Material to process:
— Begin —

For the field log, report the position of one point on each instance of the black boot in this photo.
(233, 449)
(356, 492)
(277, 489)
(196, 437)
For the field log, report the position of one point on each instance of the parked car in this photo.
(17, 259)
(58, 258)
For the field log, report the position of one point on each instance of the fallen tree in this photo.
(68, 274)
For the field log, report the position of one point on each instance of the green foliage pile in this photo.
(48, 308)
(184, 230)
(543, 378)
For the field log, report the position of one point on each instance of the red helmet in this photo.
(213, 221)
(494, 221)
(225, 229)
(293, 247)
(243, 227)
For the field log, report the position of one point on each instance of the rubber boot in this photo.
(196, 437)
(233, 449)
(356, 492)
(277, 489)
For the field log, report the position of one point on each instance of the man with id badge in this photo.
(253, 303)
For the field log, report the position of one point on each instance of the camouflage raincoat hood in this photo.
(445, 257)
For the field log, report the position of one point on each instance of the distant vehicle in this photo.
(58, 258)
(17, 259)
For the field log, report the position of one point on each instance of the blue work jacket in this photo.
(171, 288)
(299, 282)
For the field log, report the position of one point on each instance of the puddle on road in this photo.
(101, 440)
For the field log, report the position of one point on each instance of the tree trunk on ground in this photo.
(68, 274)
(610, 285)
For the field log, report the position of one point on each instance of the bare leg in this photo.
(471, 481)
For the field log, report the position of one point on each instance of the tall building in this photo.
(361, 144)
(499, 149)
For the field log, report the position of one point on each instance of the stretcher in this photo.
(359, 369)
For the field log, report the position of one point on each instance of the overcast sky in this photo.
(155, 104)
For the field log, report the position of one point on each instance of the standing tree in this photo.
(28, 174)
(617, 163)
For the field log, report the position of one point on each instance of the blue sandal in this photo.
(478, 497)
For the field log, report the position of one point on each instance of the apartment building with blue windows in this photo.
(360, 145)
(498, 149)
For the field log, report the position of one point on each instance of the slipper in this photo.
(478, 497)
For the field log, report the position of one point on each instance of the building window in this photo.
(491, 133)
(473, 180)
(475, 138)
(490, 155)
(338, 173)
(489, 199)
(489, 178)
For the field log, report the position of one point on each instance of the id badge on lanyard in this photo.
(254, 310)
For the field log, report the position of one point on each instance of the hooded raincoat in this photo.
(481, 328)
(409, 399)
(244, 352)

— End —
— Begin —

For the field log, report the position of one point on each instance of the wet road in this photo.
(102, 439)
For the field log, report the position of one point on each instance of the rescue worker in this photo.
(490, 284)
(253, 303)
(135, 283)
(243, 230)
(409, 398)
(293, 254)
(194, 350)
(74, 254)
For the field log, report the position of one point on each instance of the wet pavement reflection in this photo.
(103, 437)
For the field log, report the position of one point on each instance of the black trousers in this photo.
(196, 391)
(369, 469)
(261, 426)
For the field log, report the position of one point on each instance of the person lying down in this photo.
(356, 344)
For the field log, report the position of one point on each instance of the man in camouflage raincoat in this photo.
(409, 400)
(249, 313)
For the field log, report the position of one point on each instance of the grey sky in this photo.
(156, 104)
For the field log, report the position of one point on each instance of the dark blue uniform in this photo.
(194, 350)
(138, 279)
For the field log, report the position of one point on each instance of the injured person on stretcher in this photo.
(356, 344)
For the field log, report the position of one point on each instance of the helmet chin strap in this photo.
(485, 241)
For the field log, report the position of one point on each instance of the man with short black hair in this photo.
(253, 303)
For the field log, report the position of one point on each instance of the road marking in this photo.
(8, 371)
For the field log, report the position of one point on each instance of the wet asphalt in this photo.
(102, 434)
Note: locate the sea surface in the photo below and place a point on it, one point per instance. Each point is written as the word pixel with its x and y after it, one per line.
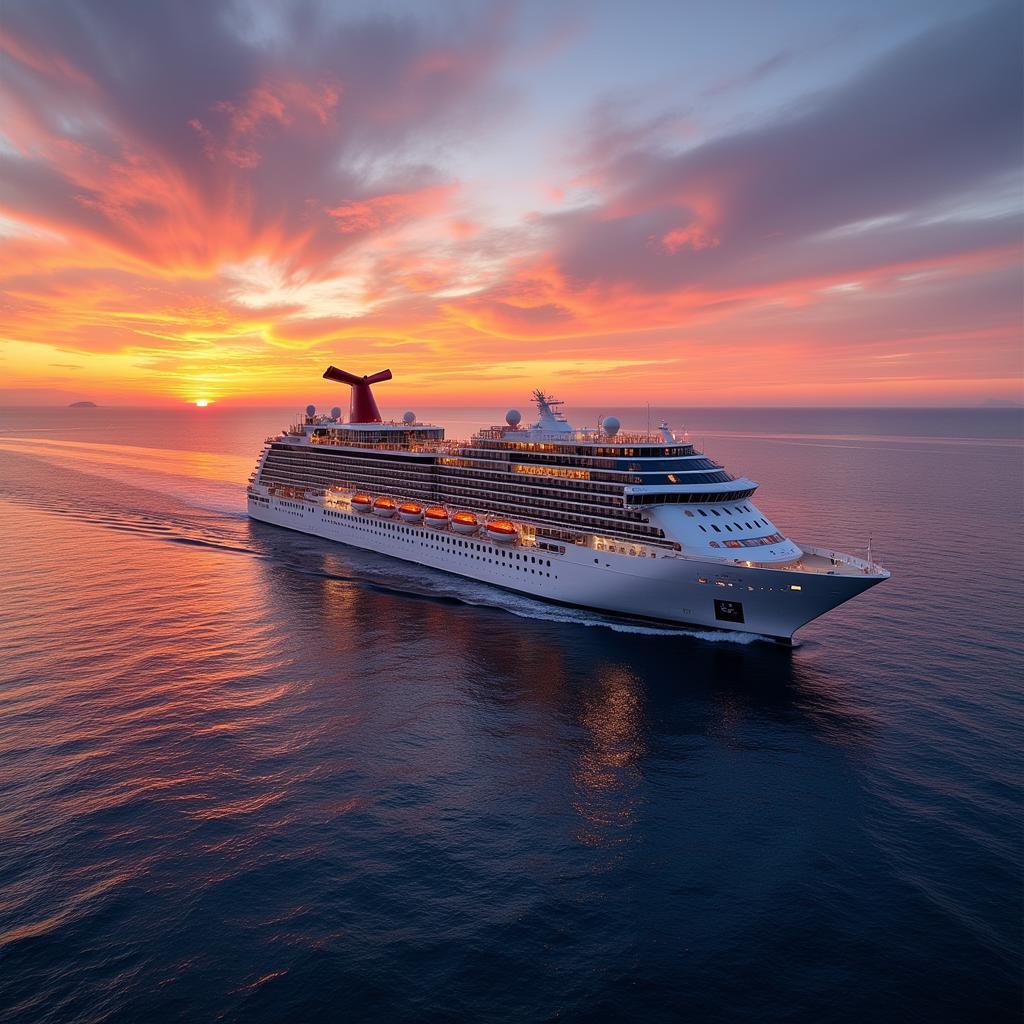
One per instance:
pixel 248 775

— End —
— Begin —

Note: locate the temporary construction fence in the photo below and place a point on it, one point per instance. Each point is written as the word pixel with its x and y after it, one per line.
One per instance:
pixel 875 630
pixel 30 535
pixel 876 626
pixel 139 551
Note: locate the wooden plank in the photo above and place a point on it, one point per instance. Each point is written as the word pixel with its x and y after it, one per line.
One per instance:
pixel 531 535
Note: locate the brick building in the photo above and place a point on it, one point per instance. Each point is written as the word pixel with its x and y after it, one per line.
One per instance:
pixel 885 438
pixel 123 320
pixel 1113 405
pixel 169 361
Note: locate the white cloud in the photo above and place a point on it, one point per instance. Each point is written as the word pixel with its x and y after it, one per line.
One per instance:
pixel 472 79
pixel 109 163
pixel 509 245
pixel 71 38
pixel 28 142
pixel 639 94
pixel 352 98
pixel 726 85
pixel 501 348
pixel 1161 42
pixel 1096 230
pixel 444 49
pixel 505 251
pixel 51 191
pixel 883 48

— End —

What is being asked: Offset the point coordinates in a run of entries: begin at the line that contains "strap in this photo." and stop after the line that contains "pixel 248 775". Rewrite these lines with their requests, add 32 to every coordinate number in the answers, and leave the pictures out.

Output for this exercise:
For the field log, report the position of one point on each instance of the helmet chin strap in this photo.
(517, 273)
For the field log, report the position of one point on each instance of the man with short black hair in this photo.
(285, 335)
For the field log, report the position of one point on each instance of the road marking in this photo.
(40, 403)
For the field log, report the position of one point on each instance of the wet asphalt in this photo.
(134, 466)
Note: locate the sea surface in the photo below and place a point on it, one point per instance. Each point is written as the word pixel with its x and y after it, one per line.
One per instance:
pixel 280 807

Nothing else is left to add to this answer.